» **GIVEN TEXT**
========================================

Sorry for posting another overheating post. I did some tests and wanted to confirm my suspensions before buying new parts.

I got the Champion 3 row radiator with their electric fans, but I still have overheating issues at idle and low speeds on hot days (+90 deg F). I've tried putting in a 165F thermostat and water wetter, but no success.

The current electric fan has a flow rating of 890 CFM. I currently have two installed with a shroud. I read on another post that these fans don't have enough flow and should get fans that'll give me above 2500 CFM total. 

Before I buy those fans, I did some testing today. I got a cheap 20" fan and put it in front of my car to see if the extra flow will help. These are all at idle and it was about 70F outside. Since it wasn't hot outside, the car didn't overheat with the radiator fans turned on, so I initially turned off all fans to get the car hot.

========================================

» **RECORD SET**
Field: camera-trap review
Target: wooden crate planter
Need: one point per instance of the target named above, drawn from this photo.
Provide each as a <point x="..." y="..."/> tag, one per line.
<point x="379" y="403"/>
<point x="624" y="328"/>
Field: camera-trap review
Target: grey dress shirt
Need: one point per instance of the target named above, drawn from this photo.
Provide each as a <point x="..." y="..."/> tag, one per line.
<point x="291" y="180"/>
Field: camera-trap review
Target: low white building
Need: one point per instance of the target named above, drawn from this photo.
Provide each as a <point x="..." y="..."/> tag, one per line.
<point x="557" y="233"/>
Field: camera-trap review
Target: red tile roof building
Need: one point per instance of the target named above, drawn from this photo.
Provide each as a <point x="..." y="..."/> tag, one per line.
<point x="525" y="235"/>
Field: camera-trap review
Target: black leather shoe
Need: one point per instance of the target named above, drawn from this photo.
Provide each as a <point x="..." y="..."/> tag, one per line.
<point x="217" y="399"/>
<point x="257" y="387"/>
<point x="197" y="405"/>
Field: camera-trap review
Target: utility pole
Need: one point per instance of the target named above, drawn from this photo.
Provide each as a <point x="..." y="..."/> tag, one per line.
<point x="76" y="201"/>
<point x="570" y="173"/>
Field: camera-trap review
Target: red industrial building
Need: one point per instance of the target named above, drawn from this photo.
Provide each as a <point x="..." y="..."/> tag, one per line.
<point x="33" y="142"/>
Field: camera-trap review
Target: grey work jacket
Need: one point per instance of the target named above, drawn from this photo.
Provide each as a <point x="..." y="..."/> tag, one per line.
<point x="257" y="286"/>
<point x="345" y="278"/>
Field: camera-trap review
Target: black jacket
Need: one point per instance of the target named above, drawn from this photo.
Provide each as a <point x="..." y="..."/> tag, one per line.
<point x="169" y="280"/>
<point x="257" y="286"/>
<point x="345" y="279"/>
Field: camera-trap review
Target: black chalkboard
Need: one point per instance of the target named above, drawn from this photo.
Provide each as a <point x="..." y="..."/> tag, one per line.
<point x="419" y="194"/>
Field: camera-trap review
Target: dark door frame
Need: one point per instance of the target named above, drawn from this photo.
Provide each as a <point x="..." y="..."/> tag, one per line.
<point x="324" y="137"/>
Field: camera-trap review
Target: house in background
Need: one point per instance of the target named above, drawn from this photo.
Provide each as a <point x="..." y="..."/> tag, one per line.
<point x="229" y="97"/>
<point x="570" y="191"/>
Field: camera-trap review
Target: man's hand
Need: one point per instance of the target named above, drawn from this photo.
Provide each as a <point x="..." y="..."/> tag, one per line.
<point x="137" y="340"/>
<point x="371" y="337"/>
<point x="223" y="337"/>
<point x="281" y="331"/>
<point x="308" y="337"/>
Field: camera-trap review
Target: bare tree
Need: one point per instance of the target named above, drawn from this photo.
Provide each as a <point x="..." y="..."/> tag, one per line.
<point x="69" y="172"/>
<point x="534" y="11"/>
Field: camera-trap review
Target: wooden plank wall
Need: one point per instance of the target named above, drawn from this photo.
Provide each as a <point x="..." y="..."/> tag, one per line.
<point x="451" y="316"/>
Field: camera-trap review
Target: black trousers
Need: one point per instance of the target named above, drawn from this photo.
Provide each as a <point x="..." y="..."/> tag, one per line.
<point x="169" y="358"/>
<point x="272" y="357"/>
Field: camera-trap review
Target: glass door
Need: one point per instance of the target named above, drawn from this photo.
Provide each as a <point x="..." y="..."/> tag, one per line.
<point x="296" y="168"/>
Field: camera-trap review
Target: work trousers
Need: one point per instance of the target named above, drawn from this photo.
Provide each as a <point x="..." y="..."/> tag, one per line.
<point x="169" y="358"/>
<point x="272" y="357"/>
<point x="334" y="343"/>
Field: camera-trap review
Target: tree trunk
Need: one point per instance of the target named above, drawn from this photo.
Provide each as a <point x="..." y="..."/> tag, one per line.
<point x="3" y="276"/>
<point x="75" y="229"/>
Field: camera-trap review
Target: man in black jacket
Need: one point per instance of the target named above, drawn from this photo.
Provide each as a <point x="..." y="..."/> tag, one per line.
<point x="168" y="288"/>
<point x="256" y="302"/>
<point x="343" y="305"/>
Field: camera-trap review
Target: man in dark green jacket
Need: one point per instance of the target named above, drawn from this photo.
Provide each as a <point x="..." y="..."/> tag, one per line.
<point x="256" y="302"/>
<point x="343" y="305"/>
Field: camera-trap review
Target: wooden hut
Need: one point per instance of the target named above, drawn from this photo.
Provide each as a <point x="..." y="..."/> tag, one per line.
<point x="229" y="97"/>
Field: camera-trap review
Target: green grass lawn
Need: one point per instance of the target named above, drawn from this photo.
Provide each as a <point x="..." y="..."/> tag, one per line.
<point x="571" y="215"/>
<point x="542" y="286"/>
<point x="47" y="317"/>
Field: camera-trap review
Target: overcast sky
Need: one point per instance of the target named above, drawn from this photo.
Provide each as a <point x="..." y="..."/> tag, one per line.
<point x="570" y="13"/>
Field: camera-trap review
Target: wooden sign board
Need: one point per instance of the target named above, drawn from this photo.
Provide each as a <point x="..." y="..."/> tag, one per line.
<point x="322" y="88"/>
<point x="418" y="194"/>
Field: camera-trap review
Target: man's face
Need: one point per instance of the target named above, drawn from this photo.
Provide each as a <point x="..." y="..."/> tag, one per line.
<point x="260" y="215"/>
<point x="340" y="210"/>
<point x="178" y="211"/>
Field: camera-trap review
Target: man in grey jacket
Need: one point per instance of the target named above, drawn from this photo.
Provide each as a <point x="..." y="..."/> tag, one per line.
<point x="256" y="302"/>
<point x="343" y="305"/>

========================================

» **WHAT YOU WILL DO**
A. Please reproduce the overheating post from "I got the Champion" up to and including "2500 CFM total.".
B. Write the next part of the overheating post, picking up after its final sentence.
You won't need the items for any of this.

» **RESPONSES IN ORDER**
A.
I got the Champion 3 row radiator with their electric fans, but I still have overheating issues at idle and low speeds on hot days (+90 deg F). I've tried putting in a 165F thermostat and water wetter, but no success.

The current electric fan has a flow rating of 890 CFM. I currently have two installed with a shroud. I read on another post that these fans don't have enough flow and should get fans that'll give me above 2500 CFM total.

B.
1. Idle, No fans - Temp increased to 220 F

2. Turned on radiator fan - No change in temp

3. Turned on 20" fan - Temp decreased to 190 F

4. Turned off 20" fan - No change in Temp

5. Turned off radiator fan - Temp increase to 220 F

6. Turned on radiator fan - No change in temp

7. Turned on 20" fan - Temp decreased to 190 F

8. Turned off radiator fan (20" fan still on) - Temp slow increased

9. Turned on radiator fan - Temp went back down to 190 F

 

I should do this when it's hotter outside, but from these results, it seems like a higher flow fans will help and it's not about water pump not being able to flow enough water or something else.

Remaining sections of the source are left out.